* Exercise instructions: From the first line of the rows up to and including the line that contains "positive clicks: (1359, 460) (1391, 304)", rewrite each line as a Markdown table with two columns, Index and Content, holding the line's number and the line itself. Leave out blank lines.

* Exercise materials:
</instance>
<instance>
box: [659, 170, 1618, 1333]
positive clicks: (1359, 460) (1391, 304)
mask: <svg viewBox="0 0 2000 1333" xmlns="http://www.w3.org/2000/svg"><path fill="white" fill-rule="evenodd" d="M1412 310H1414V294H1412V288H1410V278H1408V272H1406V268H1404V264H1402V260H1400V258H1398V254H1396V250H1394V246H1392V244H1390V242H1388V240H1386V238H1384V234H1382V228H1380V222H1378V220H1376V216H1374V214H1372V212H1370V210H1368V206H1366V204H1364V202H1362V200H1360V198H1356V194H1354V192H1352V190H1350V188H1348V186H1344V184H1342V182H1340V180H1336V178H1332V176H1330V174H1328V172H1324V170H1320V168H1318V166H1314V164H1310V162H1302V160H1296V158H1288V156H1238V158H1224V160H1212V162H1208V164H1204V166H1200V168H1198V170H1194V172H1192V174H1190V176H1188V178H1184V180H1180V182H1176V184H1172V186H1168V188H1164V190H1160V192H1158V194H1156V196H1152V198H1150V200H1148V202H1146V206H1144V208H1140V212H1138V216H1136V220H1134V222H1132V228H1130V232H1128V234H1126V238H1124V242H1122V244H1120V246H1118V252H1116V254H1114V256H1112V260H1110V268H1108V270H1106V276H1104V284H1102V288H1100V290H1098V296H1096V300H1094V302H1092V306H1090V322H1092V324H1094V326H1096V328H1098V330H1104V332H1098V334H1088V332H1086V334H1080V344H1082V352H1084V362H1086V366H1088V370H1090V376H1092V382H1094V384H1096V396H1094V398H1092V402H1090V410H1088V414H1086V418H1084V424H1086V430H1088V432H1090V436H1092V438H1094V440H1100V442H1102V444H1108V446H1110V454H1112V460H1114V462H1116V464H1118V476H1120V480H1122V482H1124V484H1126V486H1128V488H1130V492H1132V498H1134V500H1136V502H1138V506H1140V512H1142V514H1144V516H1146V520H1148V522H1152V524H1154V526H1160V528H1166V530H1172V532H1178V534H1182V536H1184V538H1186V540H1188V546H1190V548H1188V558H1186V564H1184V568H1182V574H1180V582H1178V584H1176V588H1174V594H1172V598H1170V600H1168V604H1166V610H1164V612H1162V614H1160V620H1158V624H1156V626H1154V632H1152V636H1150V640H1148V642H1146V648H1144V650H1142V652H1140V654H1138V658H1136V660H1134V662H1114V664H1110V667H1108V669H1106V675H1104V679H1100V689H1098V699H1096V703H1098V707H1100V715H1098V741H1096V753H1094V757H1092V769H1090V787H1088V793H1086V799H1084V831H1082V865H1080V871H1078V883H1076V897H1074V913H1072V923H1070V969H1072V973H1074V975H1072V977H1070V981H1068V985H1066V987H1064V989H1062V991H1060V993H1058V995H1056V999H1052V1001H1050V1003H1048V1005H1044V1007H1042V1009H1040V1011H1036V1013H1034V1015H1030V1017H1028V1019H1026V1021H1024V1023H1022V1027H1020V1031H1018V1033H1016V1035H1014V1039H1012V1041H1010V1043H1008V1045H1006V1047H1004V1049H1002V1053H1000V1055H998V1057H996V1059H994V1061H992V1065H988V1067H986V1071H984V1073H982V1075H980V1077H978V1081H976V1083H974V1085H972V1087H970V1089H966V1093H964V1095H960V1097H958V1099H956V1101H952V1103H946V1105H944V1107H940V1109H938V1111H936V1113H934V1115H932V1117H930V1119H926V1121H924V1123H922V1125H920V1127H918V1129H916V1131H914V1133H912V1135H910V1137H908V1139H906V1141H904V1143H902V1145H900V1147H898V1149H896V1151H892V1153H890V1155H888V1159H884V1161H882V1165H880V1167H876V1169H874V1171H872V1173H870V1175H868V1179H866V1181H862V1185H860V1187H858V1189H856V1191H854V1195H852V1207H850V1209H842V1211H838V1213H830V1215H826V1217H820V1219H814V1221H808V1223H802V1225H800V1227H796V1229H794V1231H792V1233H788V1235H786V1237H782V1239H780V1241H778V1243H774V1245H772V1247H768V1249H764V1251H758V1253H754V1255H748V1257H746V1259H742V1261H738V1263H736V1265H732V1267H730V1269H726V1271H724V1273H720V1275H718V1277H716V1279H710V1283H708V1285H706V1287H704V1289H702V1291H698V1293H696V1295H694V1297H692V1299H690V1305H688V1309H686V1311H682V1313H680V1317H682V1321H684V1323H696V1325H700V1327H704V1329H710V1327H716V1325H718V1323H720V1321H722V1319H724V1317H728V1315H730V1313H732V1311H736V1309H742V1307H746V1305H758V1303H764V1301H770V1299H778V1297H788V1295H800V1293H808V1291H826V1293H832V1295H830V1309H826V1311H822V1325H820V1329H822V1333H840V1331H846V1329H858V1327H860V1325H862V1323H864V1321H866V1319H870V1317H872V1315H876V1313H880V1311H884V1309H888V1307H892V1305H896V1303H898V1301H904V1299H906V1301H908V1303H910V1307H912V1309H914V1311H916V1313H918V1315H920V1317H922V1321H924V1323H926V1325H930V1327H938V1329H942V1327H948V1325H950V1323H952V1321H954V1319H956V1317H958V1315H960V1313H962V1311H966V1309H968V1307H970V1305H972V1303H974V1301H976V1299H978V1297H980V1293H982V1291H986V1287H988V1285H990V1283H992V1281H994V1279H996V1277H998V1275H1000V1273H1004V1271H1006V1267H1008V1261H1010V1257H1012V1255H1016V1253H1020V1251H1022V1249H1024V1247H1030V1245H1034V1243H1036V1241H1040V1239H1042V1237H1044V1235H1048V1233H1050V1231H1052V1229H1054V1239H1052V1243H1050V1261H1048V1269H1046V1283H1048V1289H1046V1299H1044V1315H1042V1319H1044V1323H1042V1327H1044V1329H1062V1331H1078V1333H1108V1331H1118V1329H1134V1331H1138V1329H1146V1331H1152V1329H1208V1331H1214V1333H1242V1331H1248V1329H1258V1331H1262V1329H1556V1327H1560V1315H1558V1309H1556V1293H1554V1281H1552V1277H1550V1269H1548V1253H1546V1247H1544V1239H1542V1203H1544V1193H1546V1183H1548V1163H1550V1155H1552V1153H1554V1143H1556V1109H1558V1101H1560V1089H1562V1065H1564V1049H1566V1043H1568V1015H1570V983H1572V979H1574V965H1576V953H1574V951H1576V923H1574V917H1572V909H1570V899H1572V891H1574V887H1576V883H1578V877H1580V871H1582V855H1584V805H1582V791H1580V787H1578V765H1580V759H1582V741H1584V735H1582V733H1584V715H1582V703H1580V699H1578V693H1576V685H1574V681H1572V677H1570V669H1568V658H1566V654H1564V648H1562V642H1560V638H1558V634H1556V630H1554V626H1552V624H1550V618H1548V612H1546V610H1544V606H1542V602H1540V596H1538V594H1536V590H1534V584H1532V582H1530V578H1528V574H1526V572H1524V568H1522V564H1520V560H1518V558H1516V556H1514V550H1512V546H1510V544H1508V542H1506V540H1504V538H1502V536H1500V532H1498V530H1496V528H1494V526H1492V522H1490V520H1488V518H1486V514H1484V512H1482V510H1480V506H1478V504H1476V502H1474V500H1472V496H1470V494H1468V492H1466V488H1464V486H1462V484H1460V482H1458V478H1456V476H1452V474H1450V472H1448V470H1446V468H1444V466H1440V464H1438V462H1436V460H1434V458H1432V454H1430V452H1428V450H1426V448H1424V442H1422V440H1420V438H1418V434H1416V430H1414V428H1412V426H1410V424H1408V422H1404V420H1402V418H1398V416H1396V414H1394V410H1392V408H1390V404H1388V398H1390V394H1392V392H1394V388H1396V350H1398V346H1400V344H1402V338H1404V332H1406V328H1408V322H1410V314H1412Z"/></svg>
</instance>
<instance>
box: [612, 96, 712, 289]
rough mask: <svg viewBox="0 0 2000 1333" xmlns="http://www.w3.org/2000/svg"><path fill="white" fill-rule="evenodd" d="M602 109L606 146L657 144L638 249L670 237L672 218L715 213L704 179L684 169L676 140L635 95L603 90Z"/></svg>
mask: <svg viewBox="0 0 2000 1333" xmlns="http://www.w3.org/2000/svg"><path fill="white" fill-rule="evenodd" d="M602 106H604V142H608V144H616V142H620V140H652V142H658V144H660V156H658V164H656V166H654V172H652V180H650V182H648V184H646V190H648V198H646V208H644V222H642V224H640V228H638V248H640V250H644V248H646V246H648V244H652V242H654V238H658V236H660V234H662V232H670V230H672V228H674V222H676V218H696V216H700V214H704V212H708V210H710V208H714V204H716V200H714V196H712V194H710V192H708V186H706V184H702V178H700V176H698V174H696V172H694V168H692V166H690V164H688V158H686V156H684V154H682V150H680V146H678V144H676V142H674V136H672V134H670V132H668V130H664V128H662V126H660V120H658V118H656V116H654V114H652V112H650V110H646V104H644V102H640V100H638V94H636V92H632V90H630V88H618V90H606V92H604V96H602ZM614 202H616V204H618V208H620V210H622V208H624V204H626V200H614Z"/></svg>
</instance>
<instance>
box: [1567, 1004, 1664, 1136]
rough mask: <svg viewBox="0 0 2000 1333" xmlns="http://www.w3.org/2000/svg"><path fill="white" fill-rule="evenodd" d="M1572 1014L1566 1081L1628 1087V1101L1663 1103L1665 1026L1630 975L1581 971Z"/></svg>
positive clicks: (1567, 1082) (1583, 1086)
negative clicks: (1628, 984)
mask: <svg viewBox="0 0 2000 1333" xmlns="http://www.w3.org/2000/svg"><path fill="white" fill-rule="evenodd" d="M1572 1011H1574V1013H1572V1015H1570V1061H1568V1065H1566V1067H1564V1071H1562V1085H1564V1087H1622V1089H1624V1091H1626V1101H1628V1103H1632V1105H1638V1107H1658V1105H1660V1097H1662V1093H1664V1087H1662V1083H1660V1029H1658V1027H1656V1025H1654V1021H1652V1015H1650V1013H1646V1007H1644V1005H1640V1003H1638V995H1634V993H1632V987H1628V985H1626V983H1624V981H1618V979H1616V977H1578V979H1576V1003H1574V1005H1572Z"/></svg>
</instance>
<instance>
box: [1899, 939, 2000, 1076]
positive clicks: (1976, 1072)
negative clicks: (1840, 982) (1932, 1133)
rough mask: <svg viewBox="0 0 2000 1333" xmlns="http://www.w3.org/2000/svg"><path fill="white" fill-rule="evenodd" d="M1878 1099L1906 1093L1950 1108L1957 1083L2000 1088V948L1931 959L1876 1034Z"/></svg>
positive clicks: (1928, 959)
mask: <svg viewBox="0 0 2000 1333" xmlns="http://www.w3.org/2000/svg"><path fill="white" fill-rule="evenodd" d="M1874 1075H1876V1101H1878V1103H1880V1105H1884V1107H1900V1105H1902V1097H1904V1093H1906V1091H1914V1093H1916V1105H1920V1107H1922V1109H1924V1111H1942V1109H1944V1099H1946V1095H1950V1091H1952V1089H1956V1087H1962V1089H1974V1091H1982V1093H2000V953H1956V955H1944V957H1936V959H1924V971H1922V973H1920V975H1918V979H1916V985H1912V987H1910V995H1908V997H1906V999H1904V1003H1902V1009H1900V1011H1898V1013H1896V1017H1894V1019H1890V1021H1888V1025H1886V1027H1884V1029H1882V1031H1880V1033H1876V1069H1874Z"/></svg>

* Result of the task:
| Index | Content |
|---|---|
| 1 | </instance> |
| 2 | <instance> |
| 3 | box: [659, 170, 1618, 1333] |
| 4 | positive clicks: (1359, 460) (1391, 304) |